What you should do. Can you write out all of the material below, word for word?

Input for this task.
========

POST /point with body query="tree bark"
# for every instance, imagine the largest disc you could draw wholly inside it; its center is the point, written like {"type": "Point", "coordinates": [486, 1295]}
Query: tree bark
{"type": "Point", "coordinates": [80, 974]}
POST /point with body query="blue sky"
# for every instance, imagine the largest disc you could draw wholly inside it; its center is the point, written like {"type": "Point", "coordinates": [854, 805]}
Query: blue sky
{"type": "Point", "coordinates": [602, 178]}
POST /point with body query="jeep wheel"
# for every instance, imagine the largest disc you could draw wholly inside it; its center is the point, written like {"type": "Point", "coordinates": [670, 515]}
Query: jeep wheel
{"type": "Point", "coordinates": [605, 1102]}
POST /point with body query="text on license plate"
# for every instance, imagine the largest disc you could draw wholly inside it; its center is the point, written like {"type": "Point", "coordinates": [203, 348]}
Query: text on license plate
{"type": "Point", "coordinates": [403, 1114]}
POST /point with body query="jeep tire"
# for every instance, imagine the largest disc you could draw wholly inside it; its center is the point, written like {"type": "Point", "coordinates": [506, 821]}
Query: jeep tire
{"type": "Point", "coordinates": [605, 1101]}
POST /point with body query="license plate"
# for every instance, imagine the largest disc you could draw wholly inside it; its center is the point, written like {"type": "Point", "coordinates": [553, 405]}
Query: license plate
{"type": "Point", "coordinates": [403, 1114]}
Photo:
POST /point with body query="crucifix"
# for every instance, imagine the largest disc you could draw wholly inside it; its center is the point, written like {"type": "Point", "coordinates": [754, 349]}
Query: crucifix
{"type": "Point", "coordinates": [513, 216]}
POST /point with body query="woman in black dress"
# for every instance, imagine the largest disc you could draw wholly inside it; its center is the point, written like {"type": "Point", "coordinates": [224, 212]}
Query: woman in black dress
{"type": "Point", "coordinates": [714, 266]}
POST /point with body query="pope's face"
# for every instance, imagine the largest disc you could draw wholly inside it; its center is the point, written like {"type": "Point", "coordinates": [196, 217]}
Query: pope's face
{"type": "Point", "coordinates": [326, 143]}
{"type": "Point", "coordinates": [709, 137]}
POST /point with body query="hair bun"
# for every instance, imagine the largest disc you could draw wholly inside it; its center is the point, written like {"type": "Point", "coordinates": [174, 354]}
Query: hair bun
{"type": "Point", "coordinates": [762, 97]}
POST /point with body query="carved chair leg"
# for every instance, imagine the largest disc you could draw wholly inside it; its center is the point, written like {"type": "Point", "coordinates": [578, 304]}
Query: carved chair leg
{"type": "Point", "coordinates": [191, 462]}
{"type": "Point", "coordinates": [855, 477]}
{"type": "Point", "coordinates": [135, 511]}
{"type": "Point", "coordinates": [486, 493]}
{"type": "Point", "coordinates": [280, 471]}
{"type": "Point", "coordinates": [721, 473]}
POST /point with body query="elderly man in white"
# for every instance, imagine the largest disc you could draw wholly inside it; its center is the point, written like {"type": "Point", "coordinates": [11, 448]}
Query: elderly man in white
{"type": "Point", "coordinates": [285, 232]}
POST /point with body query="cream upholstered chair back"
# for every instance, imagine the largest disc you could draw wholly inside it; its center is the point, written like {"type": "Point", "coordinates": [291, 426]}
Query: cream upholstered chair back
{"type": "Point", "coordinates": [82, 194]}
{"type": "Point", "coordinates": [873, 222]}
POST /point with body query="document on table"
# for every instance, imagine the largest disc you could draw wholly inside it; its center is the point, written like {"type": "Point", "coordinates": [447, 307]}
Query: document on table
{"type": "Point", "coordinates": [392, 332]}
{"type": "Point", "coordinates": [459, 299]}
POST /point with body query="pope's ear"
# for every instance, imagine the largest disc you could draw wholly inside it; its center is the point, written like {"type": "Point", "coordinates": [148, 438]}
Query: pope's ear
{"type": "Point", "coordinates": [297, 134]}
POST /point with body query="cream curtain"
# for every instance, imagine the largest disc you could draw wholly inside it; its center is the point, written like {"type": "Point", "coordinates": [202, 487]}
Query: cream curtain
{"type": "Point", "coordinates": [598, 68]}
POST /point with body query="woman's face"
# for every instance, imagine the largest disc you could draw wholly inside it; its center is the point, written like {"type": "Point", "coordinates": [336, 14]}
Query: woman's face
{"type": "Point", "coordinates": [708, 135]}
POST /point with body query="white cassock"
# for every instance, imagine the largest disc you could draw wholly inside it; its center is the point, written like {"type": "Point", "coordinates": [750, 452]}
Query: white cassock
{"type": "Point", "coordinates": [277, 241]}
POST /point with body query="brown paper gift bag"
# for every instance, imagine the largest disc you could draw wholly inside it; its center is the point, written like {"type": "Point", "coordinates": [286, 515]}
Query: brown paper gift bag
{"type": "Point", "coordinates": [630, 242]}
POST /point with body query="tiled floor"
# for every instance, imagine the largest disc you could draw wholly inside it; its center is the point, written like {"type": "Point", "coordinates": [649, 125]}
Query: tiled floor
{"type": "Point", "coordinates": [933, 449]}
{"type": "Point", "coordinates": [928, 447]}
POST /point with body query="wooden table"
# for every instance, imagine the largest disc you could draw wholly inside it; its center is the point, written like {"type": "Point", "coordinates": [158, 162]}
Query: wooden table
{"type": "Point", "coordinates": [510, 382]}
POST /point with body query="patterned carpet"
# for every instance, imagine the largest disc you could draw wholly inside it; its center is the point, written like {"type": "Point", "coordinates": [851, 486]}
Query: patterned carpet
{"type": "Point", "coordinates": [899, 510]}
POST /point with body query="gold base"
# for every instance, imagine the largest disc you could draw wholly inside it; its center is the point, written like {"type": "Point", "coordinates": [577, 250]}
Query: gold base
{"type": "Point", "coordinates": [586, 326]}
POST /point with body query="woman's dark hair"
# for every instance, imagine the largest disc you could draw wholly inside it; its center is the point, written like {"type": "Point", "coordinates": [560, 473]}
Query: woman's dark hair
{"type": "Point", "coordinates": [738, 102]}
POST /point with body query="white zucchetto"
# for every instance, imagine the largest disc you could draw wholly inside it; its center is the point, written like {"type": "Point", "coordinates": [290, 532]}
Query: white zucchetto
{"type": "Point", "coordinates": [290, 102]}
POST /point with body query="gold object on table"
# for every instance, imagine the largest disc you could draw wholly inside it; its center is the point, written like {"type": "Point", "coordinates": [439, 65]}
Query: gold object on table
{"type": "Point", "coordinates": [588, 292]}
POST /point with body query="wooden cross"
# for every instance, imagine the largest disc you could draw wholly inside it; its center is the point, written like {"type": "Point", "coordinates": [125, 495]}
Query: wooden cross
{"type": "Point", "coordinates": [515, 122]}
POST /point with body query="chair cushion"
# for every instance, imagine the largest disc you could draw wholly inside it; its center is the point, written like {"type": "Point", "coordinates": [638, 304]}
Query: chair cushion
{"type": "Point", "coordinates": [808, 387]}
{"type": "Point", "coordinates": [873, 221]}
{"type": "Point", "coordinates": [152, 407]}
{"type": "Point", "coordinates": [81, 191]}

========

Exercise result.
POST /point with body query="tree bark"
# for every instance, imagine the largest disc you could draw wholly inside it; its center is the point, written like {"type": "Point", "coordinates": [486, 1295]}
Query: tree bark
{"type": "Point", "coordinates": [80, 974]}
POST /point with body query="blue sky"
# for every instance, imagine the largest disc you could draw wholly inside it; its center is the point, written like {"type": "Point", "coordinates": [854, 805]}
Query: blue sky
{"type": "Point", "coordinates": [602, 178]}
POST /point with body query="jeep wheel"
# for every instance, imagine the largest disc you could draw wholly inside it; its center is the point, written like {"type": "Point", "coordinates": [670, 515]}
Query: jeep wheel
{"type": "Point", "coordinates": [605, 1102]}
POST /point with body query="text on license plate"
# for every instance, imagine the largest disc you could draw wholly inside it; its center is the point, written like {"type": "Point", "coordinates": [203, 348]}
Query: text on license plate
{"type": "Point", "coordinates": [403, 1114]}
POST /point with body query="jeep tire"
# for every instance, imagine the largest disc you could draw wholly inside it; its center is the point, written like {"type": "Point", "coordinates": [506, 821]}
Query: jeep tire
{"type": "Point", "coordinates": [605, 1101]}
POST /point with body query="license plate"
# for every instance, imagine the largest disc you could draw wholly inside it; its center is the point, written like {"type": "Point", "coordinates": [553, 405]}
Query: license plate
{"type": "Point", "coordinates": [403, 1114]}
Photo:
POST /point with body query="crucifix"
# for every instance, imagine the largest disc you could draw wholly inside it; its center is the point, written like {"type": "Point", "coordinates": [754, 349]}
Query: crucifix
{"type": "Point", "coordinates": [513, 216]}
POST /point with body query="woman in black dress"
# for every instance, imagine the largest disc you could draw wholly inside it; its center is the point, written like {"type": "Point", "coordinates": [224, 212]}
Query: woman in black dress
{"type": "Point", "coordinates": [714, 266]}
POST /point with body query="pope's face"
# for every instance, imagine the largest disc you could draw wholly inside it; its center is the point, written like {"type": "Point", "coordinates": [196, 217]}
Query: pope's face
{"type": "Point", "coordinates": [326, 143]}
{"type": "Point", "coordinates": [709, 137]}
POST /point with body query="hair bun"
# for every instance, imagine the largest disc you could draw wholly inside it; its center is the point, written like {"type": "Point", "coordinates": [174, 354]}
Query: hair bun
{"type": "Point", "coordinates": [762, 97]}
POST /point with body query="carved chair leg"
# for every instance, imagine the largest disc you could draw wholly inside it; its center is the point, written like {"type": "Point", "coordinates": [578, 304]}
Query: carved chair leg
{"type": "Point", "coordinates": [191, 462]}
{"type": "Point", "coordinates": [855, 477]}
{"type": "Point", "coordinates": [135, 511]}
{"type": "Point", "coordinates": [486, 493]}
{"type": "Point", "coordinates": [280, 471]}
{"type": "Point", "coordinates": [721, 473]}
POST /point with body query="elderly man in white"
# for every instance, imagine the largest disc you could draw wholly inside it; its center is the point, written like {"type": "Point", "coordinates": [11, 448]}
Query: elderly man in white
{"type": "Point", "coordinates": [285, 232]}
POST /point with body query="cream upholstered chair back"
# for every instance, imagine the largest disc you could draw wholly inside it; its center is the point, written like {"type": "Point", "coordinates": [291, 426]}
Query: cream upholstered chair back
{"type": "Point", "coordinates": [82, 194]}
{"type": "Point", "coordinates": [873, 222]}
POST /point with body query="document on table"
# for every instance, imagine the largest disc you could draw wholly inside it; its center is the point, written like {"type": "Point", "coordinates": [447, 307]}
Query: document on table
{"type": "Point", "coordinates": [392, 332]}
{"type": "Point", "coordinates": [459, 299]}
POST /point with body query="pope's ear"
# for every instance, imagine the largest disc you could draw wholly inside it; its center is the point, written like {"type": "Point", "coordinates": [148, 438]}
Query: pope's ear
{"type": "Point", "coordinates": [297, 134]}
POST /point with body query="cream curtain"
# for every instance, imagine the largest disc you could draw wholly inside it; its center is the point, written like {"type": "Point", "coordinates": [202, 487]}
Query: cream curtain
{"type": "Point", "coordinates": [598, 68]}
POST /point with body query="woman's face"
# for every instance, imagine the largest disc you could draw wholly inside it; its center is the point, written like {"type": "Point", "coordinates": [336, 14]}
Query: woman's face
{"type": "Point", "coordinates": [708, 135]}
POST /point with body query="white cassock"
# for every instance, imagine the largest disc you could draw wholly inside it; its center is the point, written like {"type": "Point", "coordinates": [750, 452]}
Query: white cassock
{"type": "Point", "coordinates": [277, 241]}
POST /point with body query="brown paper gift bag"
# for every instance, imagine the largest disc you could draw wholly inside it; its center is the point, written like {"type": "Point", "coordinates": [286, 515]}
Query: brown paper gift bag
{"type": "Point", "coordinates": [630, 242]}
POST /point with body query="tiled floor"
# for every instance, imagine the largest disc you could draw wholly inside it; its center is the point, written like {"type": "Point", "coordinates": [649, 125]}
Query: tiled floor
{"type": "Point", "coordinates": [933, 449]}
{"type": "Point", "coordinates": [928, 447]}
POST /point with body query="wooden table"
# for every instance, imagine the largest disc you could draw wholly inside it; its center is the point, written like {"type": "Point", "coordinates": [158, 162]}
Query: wooden table
{"type": "Point", "coordinates": [510, 382]}
POST /point with body query="patterned carpet"
# for every instance, imagine the largest disc you could draw wholly inside it; its center is the point, written like {"type": "Point", "coordinates": [851, 486]}
Query: patterned carpet
{"type": "Point", "coordinates": [899, 510]}
POST /point with body query="gold base"
# for every instance, imagine the largest disc you could draw wholly inside it; its center is the point, written like {"type": "Point", "coordinates": [577, 250]}
Query: gold base
{"type": "Point", "coordinates": [586, 326]}
POST /point with body query="woman's dark hair"
# for every instance, imagine the largest disc you could draw wholly inside it; its center is the point, written like {"type": "Point", "coordinates": [560, 473]}
Query: woman's dark hair
{"type": "Point", "coordinates": [738, 102]}
POST /point with body query="white zucchetto"
# for every instance, imagine the largest disc you could draw wholly inside it; its center is the point, written like {"type": "Point", "coordinates": [290, 532]}
Query: white zucchetto
{"type": "Point", "coordinates": [290, 102]}
POST /point with body query="gold object on table"
# for every instance, imagine the largest disc you could draw wholly inside it; its center is the point, written like {"type": "Point", "coordinates": [439, 65]}
Query: gold object on table
{"type": "Point", "coordinates": [588, 292]}
POST /point with body query="wooden cross"
# for every instance, imagine the largest disc you could draw wholly inside it; its center is the point, written like {"type": "Point", "coordinates": [125, 495]}
Query: wooden cross
{"type": "Point", "coordinates": [515, 122]}
POST /point with body query="chair cushion"
# for every instance, imagine the largest disc you could draw wholly inside it; its center is the point, written like {"type": "Point", "coordinates": [638, 304]}
Query: chair cushion
{"type": "Point", "coordinates": [808, 387]}
{"type": "Point", "coordinates": [873, 221]}
{"type": "Point", "coordinates": [152, 407]}
{"type": "Point", "coordinates": [81, 191]}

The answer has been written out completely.